Problem:
Find the line containing "find jeans |" in the material below; copy that line and all following lines exactly.
===== Supplied data
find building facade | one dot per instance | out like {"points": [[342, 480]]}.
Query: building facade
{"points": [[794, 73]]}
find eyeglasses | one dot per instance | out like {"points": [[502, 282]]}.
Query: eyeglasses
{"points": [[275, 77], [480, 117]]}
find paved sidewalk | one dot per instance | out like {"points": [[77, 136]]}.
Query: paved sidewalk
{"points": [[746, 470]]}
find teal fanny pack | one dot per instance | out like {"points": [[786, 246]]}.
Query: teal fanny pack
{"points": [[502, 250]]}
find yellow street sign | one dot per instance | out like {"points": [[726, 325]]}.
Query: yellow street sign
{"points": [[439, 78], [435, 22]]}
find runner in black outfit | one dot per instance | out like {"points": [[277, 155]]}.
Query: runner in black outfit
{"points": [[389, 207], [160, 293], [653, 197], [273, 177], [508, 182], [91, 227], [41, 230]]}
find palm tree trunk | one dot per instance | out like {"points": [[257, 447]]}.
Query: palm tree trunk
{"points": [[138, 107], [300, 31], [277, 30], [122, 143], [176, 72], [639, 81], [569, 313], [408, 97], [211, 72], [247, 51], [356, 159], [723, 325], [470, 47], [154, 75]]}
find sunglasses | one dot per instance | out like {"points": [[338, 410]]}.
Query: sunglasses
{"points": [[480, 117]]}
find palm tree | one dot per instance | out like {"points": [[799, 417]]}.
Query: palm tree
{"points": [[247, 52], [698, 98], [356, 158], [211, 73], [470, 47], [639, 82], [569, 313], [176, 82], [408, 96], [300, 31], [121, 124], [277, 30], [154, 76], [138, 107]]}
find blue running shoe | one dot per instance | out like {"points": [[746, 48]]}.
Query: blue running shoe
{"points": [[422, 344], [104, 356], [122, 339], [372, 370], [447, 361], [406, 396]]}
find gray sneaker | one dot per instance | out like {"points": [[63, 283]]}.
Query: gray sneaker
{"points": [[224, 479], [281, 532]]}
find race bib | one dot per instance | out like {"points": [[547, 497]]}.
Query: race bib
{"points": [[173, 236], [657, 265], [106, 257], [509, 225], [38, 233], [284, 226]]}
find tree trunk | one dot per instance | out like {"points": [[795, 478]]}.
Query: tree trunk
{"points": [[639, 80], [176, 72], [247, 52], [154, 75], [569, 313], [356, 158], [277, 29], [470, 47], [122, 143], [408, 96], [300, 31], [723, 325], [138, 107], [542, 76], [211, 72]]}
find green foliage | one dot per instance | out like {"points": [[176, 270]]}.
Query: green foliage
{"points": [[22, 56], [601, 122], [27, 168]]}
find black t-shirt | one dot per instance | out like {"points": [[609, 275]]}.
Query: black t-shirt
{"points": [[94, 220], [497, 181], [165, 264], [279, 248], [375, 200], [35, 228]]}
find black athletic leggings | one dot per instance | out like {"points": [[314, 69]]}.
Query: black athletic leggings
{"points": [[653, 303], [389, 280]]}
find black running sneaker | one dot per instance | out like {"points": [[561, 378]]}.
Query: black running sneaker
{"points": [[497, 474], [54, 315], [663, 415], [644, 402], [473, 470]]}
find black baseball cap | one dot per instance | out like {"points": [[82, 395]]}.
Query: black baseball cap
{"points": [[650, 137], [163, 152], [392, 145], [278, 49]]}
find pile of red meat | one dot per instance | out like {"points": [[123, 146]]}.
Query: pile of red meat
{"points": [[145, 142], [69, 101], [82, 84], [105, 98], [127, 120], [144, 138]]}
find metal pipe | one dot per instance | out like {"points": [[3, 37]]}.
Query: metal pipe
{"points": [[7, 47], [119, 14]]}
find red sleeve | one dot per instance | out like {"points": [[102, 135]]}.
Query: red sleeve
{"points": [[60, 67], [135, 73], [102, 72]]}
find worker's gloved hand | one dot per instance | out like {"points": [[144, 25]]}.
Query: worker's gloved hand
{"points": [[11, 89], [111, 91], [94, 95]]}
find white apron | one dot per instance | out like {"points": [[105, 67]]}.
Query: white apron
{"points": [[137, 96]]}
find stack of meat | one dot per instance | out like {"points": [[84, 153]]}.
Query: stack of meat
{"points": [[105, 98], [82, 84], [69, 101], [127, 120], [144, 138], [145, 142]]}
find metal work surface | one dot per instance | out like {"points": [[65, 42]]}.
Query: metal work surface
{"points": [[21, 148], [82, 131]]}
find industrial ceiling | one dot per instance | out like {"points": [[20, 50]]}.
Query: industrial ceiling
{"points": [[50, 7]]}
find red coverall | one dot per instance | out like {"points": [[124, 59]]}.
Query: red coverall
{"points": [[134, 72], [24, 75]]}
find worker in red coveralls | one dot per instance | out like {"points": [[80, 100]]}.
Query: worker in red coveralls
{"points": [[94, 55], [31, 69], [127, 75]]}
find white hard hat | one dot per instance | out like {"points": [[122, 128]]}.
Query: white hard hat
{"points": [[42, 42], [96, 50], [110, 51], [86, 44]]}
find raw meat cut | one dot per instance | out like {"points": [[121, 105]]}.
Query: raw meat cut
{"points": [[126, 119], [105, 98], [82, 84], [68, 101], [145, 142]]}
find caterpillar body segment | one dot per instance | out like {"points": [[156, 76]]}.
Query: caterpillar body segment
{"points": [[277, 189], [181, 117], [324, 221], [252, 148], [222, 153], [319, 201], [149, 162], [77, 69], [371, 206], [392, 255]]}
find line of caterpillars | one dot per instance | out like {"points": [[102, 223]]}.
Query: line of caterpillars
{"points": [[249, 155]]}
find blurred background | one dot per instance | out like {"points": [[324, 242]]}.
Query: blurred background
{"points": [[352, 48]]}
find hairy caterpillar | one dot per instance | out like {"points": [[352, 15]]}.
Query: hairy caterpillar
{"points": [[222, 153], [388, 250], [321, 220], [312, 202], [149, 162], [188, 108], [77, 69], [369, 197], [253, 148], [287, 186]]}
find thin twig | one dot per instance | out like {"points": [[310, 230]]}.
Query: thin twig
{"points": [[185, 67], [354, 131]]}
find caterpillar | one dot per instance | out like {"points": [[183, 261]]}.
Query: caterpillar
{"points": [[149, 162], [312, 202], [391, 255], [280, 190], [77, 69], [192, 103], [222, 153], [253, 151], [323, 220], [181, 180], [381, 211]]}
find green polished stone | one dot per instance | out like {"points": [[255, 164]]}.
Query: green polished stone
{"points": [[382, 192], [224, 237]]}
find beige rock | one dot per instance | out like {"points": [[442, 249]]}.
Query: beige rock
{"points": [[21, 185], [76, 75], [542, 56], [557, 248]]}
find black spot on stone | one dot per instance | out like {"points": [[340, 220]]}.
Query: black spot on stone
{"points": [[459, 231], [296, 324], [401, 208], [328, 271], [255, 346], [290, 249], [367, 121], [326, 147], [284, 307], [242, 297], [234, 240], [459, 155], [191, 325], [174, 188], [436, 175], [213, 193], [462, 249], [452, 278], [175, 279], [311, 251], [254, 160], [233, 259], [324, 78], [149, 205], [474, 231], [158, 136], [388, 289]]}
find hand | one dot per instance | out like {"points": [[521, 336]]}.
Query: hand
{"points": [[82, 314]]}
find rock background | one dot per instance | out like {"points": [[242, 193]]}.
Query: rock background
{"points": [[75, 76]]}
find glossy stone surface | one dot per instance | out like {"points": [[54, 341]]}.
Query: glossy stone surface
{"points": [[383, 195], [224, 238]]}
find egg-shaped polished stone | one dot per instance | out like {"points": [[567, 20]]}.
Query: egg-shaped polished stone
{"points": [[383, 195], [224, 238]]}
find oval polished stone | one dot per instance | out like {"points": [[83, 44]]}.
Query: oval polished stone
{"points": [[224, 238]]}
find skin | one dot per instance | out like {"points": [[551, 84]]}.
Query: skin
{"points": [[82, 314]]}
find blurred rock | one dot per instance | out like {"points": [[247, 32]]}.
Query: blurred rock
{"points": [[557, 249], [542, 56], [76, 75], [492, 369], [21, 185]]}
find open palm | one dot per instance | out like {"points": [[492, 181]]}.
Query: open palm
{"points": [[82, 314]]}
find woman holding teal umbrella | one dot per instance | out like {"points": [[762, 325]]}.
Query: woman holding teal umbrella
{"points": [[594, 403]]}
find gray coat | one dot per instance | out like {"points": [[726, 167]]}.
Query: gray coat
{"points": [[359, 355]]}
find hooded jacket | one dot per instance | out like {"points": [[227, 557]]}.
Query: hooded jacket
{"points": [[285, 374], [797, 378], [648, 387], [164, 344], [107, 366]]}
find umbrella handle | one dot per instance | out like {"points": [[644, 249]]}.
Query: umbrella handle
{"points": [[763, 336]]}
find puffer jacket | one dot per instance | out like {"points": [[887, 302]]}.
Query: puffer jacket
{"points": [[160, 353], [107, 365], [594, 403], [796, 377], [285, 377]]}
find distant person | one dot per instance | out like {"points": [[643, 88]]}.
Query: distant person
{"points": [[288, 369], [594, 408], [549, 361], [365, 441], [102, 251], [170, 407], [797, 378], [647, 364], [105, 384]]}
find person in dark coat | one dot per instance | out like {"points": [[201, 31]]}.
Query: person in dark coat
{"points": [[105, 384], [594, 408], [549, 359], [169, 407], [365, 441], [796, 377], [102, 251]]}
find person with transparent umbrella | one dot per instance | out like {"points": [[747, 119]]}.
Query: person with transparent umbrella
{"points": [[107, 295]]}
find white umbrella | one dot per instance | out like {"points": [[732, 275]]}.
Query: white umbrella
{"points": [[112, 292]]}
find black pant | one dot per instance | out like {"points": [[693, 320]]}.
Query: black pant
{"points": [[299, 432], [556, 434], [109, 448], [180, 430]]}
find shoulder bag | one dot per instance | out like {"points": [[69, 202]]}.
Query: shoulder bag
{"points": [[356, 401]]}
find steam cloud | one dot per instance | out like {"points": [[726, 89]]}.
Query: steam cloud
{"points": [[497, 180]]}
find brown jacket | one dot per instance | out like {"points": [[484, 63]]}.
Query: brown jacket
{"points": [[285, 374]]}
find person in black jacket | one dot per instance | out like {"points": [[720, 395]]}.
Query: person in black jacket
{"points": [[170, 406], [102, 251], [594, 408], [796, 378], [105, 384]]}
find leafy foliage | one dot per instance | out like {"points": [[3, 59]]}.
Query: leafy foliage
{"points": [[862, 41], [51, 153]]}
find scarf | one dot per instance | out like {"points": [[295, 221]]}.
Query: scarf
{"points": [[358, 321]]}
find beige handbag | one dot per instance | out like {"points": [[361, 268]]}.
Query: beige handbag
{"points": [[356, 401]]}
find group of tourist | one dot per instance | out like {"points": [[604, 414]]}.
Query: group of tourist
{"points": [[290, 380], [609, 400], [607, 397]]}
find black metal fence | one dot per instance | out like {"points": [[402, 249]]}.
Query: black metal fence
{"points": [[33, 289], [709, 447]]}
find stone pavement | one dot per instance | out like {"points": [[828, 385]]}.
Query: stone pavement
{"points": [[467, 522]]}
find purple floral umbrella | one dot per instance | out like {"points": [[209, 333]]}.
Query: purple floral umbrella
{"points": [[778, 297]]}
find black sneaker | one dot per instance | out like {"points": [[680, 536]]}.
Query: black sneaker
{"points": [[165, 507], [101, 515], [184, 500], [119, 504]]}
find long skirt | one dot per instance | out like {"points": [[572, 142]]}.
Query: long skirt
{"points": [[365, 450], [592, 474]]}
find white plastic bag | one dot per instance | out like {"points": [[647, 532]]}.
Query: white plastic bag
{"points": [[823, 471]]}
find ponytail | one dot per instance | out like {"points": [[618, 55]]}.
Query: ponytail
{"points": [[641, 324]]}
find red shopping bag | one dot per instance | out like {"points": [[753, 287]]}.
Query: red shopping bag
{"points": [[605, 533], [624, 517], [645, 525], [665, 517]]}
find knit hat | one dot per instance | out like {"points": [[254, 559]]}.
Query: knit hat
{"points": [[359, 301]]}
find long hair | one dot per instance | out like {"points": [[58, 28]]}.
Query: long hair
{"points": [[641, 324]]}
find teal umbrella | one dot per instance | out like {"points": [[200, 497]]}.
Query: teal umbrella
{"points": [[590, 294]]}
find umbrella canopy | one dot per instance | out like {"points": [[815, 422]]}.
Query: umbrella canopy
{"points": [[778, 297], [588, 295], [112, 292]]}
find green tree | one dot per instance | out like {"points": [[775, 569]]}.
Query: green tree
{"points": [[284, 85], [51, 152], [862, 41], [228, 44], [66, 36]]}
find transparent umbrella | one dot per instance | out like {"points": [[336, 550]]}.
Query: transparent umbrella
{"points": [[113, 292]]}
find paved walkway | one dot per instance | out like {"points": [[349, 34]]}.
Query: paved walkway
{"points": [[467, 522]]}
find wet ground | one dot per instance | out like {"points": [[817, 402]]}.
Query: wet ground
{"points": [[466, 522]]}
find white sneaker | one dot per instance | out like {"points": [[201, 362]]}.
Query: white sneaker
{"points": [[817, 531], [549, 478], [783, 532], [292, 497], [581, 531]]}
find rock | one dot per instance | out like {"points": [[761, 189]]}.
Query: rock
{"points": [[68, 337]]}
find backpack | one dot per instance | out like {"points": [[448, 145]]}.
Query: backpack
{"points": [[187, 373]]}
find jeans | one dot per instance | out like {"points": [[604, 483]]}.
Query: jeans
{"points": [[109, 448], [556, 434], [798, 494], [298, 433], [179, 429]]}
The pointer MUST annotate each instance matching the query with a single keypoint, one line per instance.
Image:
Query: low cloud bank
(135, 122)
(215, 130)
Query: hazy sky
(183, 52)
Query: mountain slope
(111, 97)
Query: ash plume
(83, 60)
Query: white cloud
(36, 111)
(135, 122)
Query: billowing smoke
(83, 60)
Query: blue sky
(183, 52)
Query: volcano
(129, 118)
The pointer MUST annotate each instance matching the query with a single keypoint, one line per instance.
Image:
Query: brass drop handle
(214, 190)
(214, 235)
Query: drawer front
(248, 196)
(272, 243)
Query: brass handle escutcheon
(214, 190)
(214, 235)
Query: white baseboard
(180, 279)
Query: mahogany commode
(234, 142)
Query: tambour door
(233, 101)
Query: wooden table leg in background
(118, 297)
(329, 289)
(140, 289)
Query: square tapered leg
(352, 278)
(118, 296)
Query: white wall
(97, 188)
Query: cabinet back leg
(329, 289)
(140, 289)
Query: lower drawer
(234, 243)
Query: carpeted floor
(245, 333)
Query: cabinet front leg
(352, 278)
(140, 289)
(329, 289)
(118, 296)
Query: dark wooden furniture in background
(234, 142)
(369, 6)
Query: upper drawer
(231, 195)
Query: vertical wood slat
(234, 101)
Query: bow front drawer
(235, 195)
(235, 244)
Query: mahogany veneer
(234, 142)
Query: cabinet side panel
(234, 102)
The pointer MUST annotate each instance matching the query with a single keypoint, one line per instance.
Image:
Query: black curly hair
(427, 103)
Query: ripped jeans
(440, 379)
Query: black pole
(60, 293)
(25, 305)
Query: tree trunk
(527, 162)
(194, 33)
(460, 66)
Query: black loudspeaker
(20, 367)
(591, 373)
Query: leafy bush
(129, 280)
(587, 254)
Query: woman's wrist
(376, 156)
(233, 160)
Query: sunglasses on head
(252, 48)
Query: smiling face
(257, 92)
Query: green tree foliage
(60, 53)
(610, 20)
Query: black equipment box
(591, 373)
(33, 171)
==========
Result for this task:
find jeans | one dot per instance | out like {"points": [[604, 483]]}.
Query: jeans
{"points": [[109, 448], [556, 434], [798, 494], [298, 433], [179, 429]]}
The pointer MUST annotate each instance matching the query with a single keypoint, one line per instance.
Image:
Query: low cloud bank
(135, 122)
(215, 130)
Query: hazy sky
(183, 52)
Query: mountain slope
(111, 97)
Query: ash plume
(83, 60)
Query: white cloud
(36, 111)
(135, 122)
Query: billowing smoke
(83, 60)
Query: blue sky
(183, 52)
Query: volcano
(129, 118)
The pointer MUST annotate each instance matching the query with a single keypoint, one line per instance.
Image:
Query: brass drop handle
(214, 190)
(214, 235)
Query: drawer front
(248, 196)
(272, 243)
Query: brass handle escutcheon
(214, 190)
(214, 235)
Query: white baseboard
(180, 279)
Query: mahogany commode
(234, 142)
Query: tambour door
(233, 101)
Query: wooden table leg in background
(118, 297)
(329, 289)
(140, 289)
Query: square tapered leg
(352, 278)
(118, 296)
Query: white wall
(97, 188)
Query: cabinet back leg
(329, 289)
(140, 289)
Query: lower drawer
(234, 243)
Query: carpeted floor
(245, 333)
Query: cabinet front leg
(352, 278)
(140, 289)
(329, 289)
(118, 296)
Query: dark wooden furniture in background
(234, 142)
(369, 6)
Query: upper drawer
(231, 195)
Query: vertical wood slat
(234, 101)
Query: bow front drawer
(235, 195)
(235, 244)
Query: mahogany veneer
(234, 142)
Query: cabinet side panel
(234, 102)
The pointer MUST annotate each instance matching the query with a single keypoint, one line per instance.
Image:
Query: black curly hair
(427, 103)
Query: ripped jeans
(440, 379)
Query: black pole
(60, 293)
(25, 305)
Query: tree trunk
(527, 162)
(194, 33)
(460, 66)
Query: black loudspeaker
(20, 367)
(591, 373)
Query: leafy bush
(129, 280)
(587, 254)
Query: woman's wrist
(376, 156)
(233, 160)
Query: sunglasses on head
(252, 48)
Query: smiling face
(257, 92)
Query: green tree foliage
(60, 53)
(610, 20)
Query: black equipment box
(591, 373)
(33, 171)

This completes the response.